Requirement:
A complete, exact copy of the data is the required answer.

Dataset excerpts:
* * * * *

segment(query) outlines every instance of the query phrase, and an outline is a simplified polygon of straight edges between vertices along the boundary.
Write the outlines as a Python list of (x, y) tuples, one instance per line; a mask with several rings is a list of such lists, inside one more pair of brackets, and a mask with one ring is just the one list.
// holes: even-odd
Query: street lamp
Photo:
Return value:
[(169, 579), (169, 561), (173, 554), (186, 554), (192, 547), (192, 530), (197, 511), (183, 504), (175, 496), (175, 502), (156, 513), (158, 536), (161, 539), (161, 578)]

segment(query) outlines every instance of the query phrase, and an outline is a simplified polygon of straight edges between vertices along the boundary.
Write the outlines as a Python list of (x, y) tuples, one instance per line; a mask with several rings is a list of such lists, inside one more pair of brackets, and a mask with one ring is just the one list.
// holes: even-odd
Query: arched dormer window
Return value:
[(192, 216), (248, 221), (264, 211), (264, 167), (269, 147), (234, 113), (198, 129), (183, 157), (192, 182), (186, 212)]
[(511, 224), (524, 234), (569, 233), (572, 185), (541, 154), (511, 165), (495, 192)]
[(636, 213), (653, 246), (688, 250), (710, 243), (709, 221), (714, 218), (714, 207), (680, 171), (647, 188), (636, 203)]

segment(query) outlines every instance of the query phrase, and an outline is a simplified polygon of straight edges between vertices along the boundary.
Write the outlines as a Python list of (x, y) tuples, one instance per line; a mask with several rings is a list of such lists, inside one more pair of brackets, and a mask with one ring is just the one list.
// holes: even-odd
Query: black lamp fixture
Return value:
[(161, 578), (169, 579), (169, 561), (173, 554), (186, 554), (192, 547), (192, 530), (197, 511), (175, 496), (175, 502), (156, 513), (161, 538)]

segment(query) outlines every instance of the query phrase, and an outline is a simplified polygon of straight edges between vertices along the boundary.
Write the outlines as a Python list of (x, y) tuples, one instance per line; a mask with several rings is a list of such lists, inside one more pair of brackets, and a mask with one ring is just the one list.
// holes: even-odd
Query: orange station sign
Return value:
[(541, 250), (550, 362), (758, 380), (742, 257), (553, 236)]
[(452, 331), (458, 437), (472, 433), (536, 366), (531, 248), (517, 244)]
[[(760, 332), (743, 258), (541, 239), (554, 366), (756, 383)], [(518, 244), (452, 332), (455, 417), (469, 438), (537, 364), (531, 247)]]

* * * * *

Answer section:
segment(query) outlines every instance of the query phrase, and an outline is a simplified polygon of straight edges between vertices along the boundary.
Write the outlines as a Python list of (x, y) tuples, one instance per line; a mask with several rings is a list of such lists, inside one more pair of brackets, and a mask with one ring is just the one list.
// holes: even-odd
Query: street lamp
Photo:
Return value:
[(169, 579), (169, 561), (173, 554), (186, 554), (192, 547), (192, 530), (197, 511), (183, 504), (175, 496), (175, 502), (156, 513), (158, 536), (161, 539), (161, 578)]

segment(query) outlines every instance of the query phrase, and an outline is a simplified polygon of straight edges between vertices along the boundary.
Write the outlines as a Python list of (x, y) tuples, one instance per line; a mask with several rings is a list of such lists, inside one more pair of brackets, and a mask with one ring is just the one list.
// holes: even-odd
Query: arched dormer window
Return value:
[(192, 216), (248, 221), (264, 211), (264, 167), (269, 147), (234, 113), (198, 129), (183, 157), (192, 182), (186, 212)]
[(511, 224), (524, 234), (569, 233), (572, 185), (541, 154), (511, 165), (495, 192)]
[(636, 213), (653, 246), (688, 250), (710, 243), (709, 221), (714, 218), (714, 207), (680, 171), (647, 188), (636, 203)]

segment(query) outlines every instance of the query phrase, and an outline is a simplified polygon of straight edges between vertices along the boundary.
Write the outlines as a Python list of (x, y) tuples, one instance per line; a mask with several rings is a list of such lists, inside one more pair of brackets, and a mask with one ring is just the one list.
// holes: even-odd
Query: black lamp fixture
Return value:
[(161, 578), (169, 579), (169, 561), (173, 554), (186, 554), (192, 547), (192, 530), (197, 511), (175, 496), (175, 502), (156, 513), (161, 538)]

segment(query) outlines every instance of the query phrase, and an outline is a simplified polygon of straight edges between vertices along the boundary.
Write the outlines as a Python list of (x, y) tuples, one instance per line; a mask with several rings is a list of such lists, inside one more pair of brackets, and a mask with one ring is just the one list.
// holes: even-odd
Query: orange station sign
Return value:
[(541, 250), (550, 362), (758, 380), (742, 257), (553, 236)]
[(452, 331), (458, 437), (472, 433), (536, 366), (531, 248), (517, 244)]
[[(760, 332), (743, 258), (541, 239), (554, 366), (756, 383)], [(518, 244), (452, 332), (455, 417), (469, 438), (537, 364), (531, 247)]]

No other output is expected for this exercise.